_PASSAGE GIVEN_

Hello.

This is long, it may invite disagreement, but I tried my best to avoid 
triggering any hurt feelings. In case you just want to be bothered with the 
past even for the purpose of figuring out ways to learn from it, I invite you 
to just skip reading the mail. There is certainly no need to relive the past. 
Given current human experience it is also not possible to change it. But maybe 
there is a way toward healing wounds.

Ian Jackson - 28.12.17, 11:20:
> Martin Steigerwald writes ("Re: Let's Stop Getting Torn Apart by 
Disagreement: Concerns about the Technical Committee"):
> > Any workable solution lies beyond blame, however.
> > Any workable solution lies beyond "I am right and you are wrong".
> 
> Traditionally Debian has a very workable approach for disagreements
> over whether software X or Y is better.  (For whatever value of
> "better")  Offer both and let people decide for themselves.

Sure. And it is a good approach.

Regarding Systemd/SysVInit/OpenRC this approach comes with a considerable cost 
tough as it is such a core part of the system. One cost is that a lot of 
packages link against Systemd library which is part of the reason why Devuan 
exists. Or that GNOME and to some degree other DEs without Systemd is somewhat 
challenging. Devuan developers gave up on the GNOME without Systemd topic for 
now as far as I understood.

As far as I understand it is not possible without considerable effort and 
quite some of alternative, basically duplicated packages to provide the choice 
of a truly Systemd free system within Debian. It appears to me to be almost 
like a new architecture like FreeBSD or Hurd flavors, not a different CPU 
architecture. Sure Systemd is not an operating system kernel, but it is a 
software that is really tightly coupled with one – a perfectly valid, but not 
the only possible choice made by upstream developers. But to provide a new 
architecture for this would also be considerable, heavy overhead. As far as I 
understand Devuan works a bit like that. They pull in a lot of packages 
unchanged from Debian and inject their own packages with some kind of an 
overlay mechanism. Maybe there is something for Debian people to learn from 
that approach. I did not review it closely so far.

I think it is partly this limitation that invited most of the uproar in the 
discussion some years ago.

> When things start to get really emotional and heated is when people
> feel (rightly or wrongly) that such choices are being curtailed.

Exactly.

For those who don´t want any part of Systemd installed and used, not even the 
libraries, Debian I think is just not the suitable choice at the moment.

Providing that free choice would mean to think about ways how something like 
Devuan could be possible *within* the Debian project. Quite a challenge, but 
not impossible I think. Of course, Devuan people may not want to join the 
Debian project, at least not at the moment. On the other hand they do not 
provide Systemd as a choice within Devuan. They just refer to using Debian in 
case one wants to use Systemd. The other way around it could be perfectly 
valid to refer to using Devuan for those who want a Systemd free system.

[Some records]
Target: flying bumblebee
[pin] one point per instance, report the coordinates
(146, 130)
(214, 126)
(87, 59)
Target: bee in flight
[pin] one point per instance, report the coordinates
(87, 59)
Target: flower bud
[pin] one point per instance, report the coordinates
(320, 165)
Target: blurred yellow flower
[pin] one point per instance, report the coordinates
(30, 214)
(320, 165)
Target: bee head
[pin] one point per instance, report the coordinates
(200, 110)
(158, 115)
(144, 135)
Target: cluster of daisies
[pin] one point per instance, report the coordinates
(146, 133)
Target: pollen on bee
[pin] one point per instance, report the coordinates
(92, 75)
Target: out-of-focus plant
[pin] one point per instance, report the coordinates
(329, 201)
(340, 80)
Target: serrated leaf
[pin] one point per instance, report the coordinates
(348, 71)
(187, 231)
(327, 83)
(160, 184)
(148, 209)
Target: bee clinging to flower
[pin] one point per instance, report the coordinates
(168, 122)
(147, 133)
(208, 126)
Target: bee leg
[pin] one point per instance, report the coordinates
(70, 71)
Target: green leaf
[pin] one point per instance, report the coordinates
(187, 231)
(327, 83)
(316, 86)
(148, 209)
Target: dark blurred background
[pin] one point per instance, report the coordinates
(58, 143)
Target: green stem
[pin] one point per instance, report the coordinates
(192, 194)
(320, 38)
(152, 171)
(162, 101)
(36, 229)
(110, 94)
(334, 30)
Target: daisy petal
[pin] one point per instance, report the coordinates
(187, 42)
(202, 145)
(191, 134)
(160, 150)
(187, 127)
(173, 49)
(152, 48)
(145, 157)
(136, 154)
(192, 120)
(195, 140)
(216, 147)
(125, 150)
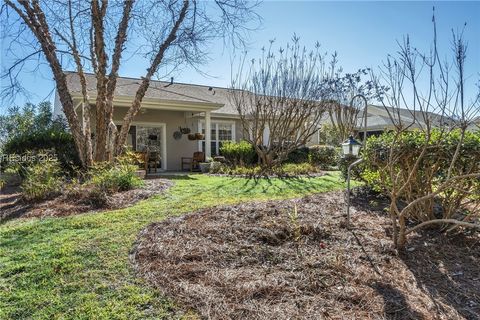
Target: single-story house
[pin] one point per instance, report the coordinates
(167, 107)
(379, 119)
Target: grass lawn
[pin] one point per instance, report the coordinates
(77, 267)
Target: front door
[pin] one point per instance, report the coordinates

_GIVEN TASK 1_
In the mailing-list post on Debian and Systemd, what approach has Debian traditionally taken when people disagree over whether one piece of software is better than another?
_GIVEN TASK 2_
Resume the mailing-list post on Debian and Systemd, starting right after its last sentence.

_EXERCISE RESPONSE 1_
It offers both and lets people decide for themselves.

_EXERCISE RESPONSE 2_
I hope for a time where Debian and Devuan people come together to heal the 
forking. And I mean "heal" literally here. Cause there are still wounds. On 
both sides. Whether there would still be a (officially approved?) variant of 
Debian called Devuan does not matter, it could be a perfectly valid outcome. 
But to heal the wounds… I think that is important work to allow for that 
healing to happen.

A first step could be to stop accusing each other. Letting go of wanting to 
accuse the other side can help here. I do read dng mailinglists from time to 
time and some main people there often actively ask to drop Systemd debates or 
even hate speech on their lists. As far as I saw they try to be fair to Debian 
packagers as well.

Within the Debian project a first good step would be to accept the fork, 
instead of just tolerating (and probably suffering from) it (what else could 
Debian people anyway than at least to tolerate it? it is free software after 
all). Accepting the fork basically is just accepting that the past is they way 
it is. Could I let go of wanting to change the past? Especially when all my 
wanting to change the past still was not able to change it?

I read at least occasionally comments about Devuan in various Debian related 
mailing lists that suggested would not be a long lasting project and there 
would be no capable packagers / developers involved. Comments that tried to 
undermine the relevance of Devuan. A good first step could be to refrain from 
commenting in this way and open up to the possibility that some people there 
are capable packagers and testers as well and that some people have there have 
perfectly valid reasons for doing the work they do. Reasons you can think 
differently about, but still valid reasons.

Same goes for Devuan people of course. Accepting each other as they are is the 
first big, important step here.


To come back to the Technical Committee topic: I think it is important to 
appreciate both sides in a dispute even when announcing the final decision. I 
don´t have all the text of the final decisions in mind. I bet tech-ctte 
members care to at least word such a final decision as neutrally or non-
offensively as they could. But actively appreciating both sides, especially 
the side that "lost" the conflict, may be a step beyond current practice. 
Those decisions are not about right or wrong. They are about technical 
preferences.

I just reviewed some CTTE decision announcements in debian-devel-announce ml 
and while some of them include at least some rationale about the decision, 
some others are just presenting the result of the decision with strong, but 
accurate wording like "We exercise our power to decide" (including the various 
Systemd ones like 727708 and 762194). I however bet tech-ctte members have 
been completely exhausted after that discussion and decision process. So maybe 
my suggestion to appreciate both sides when announcing decisions… is asking 
for unrealistic super-human powers without other changes in the process.

Also are either not all CTTE´s are announced on debian-devel-announce or is 
[CTTE #741573] Debian Menu System from September 2015 really the last 
technical decision of the CTTE? According to

https://www.debian.org/devel/tech-ctte#status

it appears that there has not been an technical decision of the CTTE 
afterwards.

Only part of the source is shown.